Material provided.
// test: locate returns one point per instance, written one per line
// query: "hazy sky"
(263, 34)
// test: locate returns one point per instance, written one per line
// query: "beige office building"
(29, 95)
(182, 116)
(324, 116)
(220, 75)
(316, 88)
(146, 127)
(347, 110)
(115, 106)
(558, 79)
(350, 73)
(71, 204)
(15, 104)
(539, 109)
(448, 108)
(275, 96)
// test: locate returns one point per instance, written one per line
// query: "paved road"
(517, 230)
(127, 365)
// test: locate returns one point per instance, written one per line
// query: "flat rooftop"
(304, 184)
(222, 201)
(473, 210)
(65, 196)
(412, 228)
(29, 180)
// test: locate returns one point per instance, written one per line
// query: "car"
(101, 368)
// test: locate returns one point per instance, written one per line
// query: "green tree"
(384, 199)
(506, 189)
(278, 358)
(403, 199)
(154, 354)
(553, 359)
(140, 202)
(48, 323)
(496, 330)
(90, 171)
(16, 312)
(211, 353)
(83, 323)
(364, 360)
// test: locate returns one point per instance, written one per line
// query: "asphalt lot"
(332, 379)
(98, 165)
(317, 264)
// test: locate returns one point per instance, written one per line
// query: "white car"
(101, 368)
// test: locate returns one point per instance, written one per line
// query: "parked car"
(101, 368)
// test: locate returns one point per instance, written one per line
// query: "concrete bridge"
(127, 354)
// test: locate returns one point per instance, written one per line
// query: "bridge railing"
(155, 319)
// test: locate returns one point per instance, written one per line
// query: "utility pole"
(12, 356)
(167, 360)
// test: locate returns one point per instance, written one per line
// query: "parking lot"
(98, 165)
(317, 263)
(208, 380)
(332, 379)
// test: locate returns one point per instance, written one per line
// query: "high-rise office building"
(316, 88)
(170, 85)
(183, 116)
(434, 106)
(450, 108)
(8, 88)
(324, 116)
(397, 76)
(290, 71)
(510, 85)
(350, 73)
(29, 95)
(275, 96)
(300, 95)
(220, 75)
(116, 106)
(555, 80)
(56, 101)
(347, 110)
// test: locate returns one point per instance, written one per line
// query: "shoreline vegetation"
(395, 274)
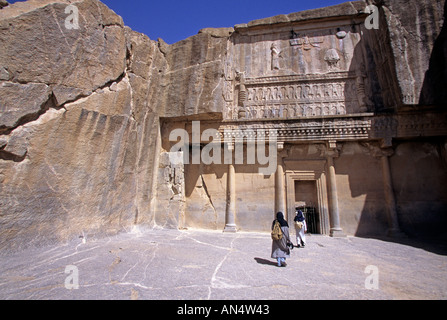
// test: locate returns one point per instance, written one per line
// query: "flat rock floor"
(210, 265)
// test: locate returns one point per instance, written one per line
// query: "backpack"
(299, 225)
(276, 232)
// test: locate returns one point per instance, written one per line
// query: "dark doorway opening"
(306, 199)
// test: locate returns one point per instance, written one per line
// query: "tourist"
(300, 228)
(280, 249)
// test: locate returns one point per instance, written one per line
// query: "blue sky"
(175, 20)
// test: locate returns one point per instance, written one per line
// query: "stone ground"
(210, 265)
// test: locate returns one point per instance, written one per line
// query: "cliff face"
(80, 109)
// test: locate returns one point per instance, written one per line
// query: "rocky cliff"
(80, 109)
(79, 119)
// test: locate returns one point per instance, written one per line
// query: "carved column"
(388, 189)
(280, 189)
(230, 213)
(336, 230)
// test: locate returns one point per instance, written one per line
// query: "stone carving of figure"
(332, 58)
(275, 57)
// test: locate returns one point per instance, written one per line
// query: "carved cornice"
(319, 129)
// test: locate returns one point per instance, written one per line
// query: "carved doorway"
(307, 188)
(306, 198)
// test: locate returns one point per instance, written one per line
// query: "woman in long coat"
(280, 250)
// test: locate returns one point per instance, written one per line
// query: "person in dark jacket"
(300, 228)
(280, 249)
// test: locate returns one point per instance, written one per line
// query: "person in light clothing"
(300, 228)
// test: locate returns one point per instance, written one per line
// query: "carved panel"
(297, 96)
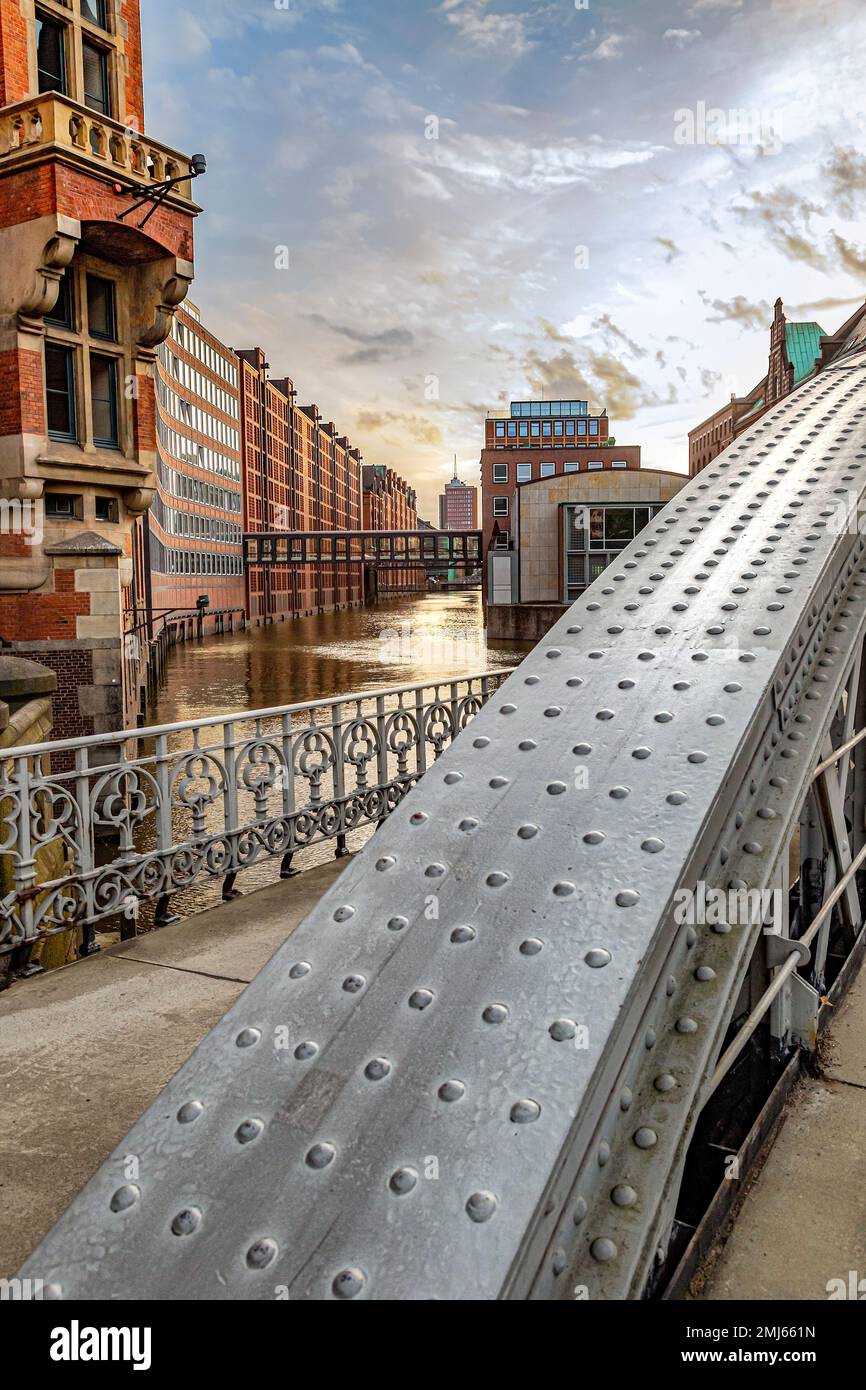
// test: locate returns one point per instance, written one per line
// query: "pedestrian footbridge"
(480, 1066)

Do this.
Ignore the images and quote every line of the listing exactly.

Final result.
// test: locate returns one point per instance, written one per line
// query: "hazy sky"
(263, 34)
// test: locate returns one point per instance, written one per line
// query: "beige office building"
(29, 95)
(182, 116)
(324, 116)
(220, 75)
(316, 88)
(146, 127)
(347, 110)
(115, 106)
(558, 79)
(350, 73)
(71, 204)
(15, 104)
(539, 109)
(448, 108)
(275, 96)
// test: locate returns one point per instance, written one per line
// query: "paved road"
(517, 230)
(127, 365)
// test: locate returns one point per instance, written one per line
// query: "flat rooftop"
(304, 184)
(222, 201)
(473, 210)
(65, 196)
(412, 228)
(29, 180)
// test: locate returns one point per instance, written one per line
// query: "car"
(101, 368)
// test: locate returns one point per instance, written one per line
// query: "green tree"
(384, 199)
(506, 189)
(278, 358)
(403, 199)
(154, 354)
(553, 359)
(140, 202)
(48, 323)
(496, 330)
(90, 171)
(16, 312)
(211, 353)
(83, 323)
(364, 360)
// test: locate returns one point per instance, written one per line
// query: "asphalt lot"
(332, 379)
(98, 165)
(317, 264)
// test: locate returns one point per instance, written one per line
// query: "white car"
(101, 368)
// test: locate returns one point per instance, written one per line
// query: "parked car"
(101, 368)
// test: locate returns one point per instance, written one per line
// query: "concrete bridge"
(127, 354)
// test: locate returns one point per instance, written one per line
// query: "bridge railing"
(155, 319)
// test: locate returns one point per instance, written one per line
// query: "utility pole"
(12, 356)
(167, 360)
// test: locate returns one point per instance, written one per line
// query: "parking lot"
(98, 165)
(317, 263)
(208, 380)
(332, 379)
// test: locate returns one point per instance, written one per line
// query: "high-rise office building"
(316, 88)
(170, 85)
(183, 116)
(434, 106)
(450, 108)
(8, 88)
(324, 116)
(397, 76)
(290, 71)
(510, 85)
(350, 73)
(29, 95)
(275, 96)
(300, 95)
(220, 75)
(116, 106)
(555, 80)
(56, 101)
(347, 110)
// test: locate returns one point per instance, written one per line
// query: "shoreline vegetation"
(395, 274)
// test: locate returns one point per instance, written one per line
// query: "flat rock floor"
(210, 265)
// test: locate returns one point per instance, written one per line
// query: "backpack"
(299, 225)
(276, 232)
// test: locate returns one point per instance, written one per line
// query: "dark doorway opening"
(306, 199)
// test: locate returns one point per instance, written one per line
// query: "tourist"
(300, 228)
(280, 249)
// test: locate returns one point per instance, written one per line
// query: "blue sky"
(175, 20)
// test: locate returns one point per instance, written one per line
// query: "stone ground"
(210, 265)
// test: locate returns one point per instance, written one per line
// query: "cliff face"
(80, 109)
// test: locate returns one point per instance, written one per line
// query: "rocky cliff"
(80, 109)
(79, 119)
// test: locate returns one point per instance, written one per line
// query: "carved column"
(388, 189)
(280, 189)
(230, 213)
(336, 230)
// test: locate returns one point per instance, written one per line
// query: "stone carving of figure"
(332, 58)
(275, 57)
// test: locate returns one point per instance, written one per line
// query: "carved cornice"
(319, 129)
// test: locate returns one point per instance, written one per line
// query: "carved doorway"
(307, 188)
(306, 198)
// test: locate returns one point per instance, written one per line
// query: "woman in long coat"
(280, 250)
// test: locate returns one point per instance, written one per line
// query: "person in dark jacket"
(300, 228)
(280, 249)
// test: locate returns one point per instance, written one per line
// query: "person in light clothing"
(300, 228)
// test: locate returns one point per instance, written one per line
// query: "carved panel"
(297, 96)
// test: locate returns one point per instance, written one per line
// query: "pedestrian footbridge"
(480, 1066)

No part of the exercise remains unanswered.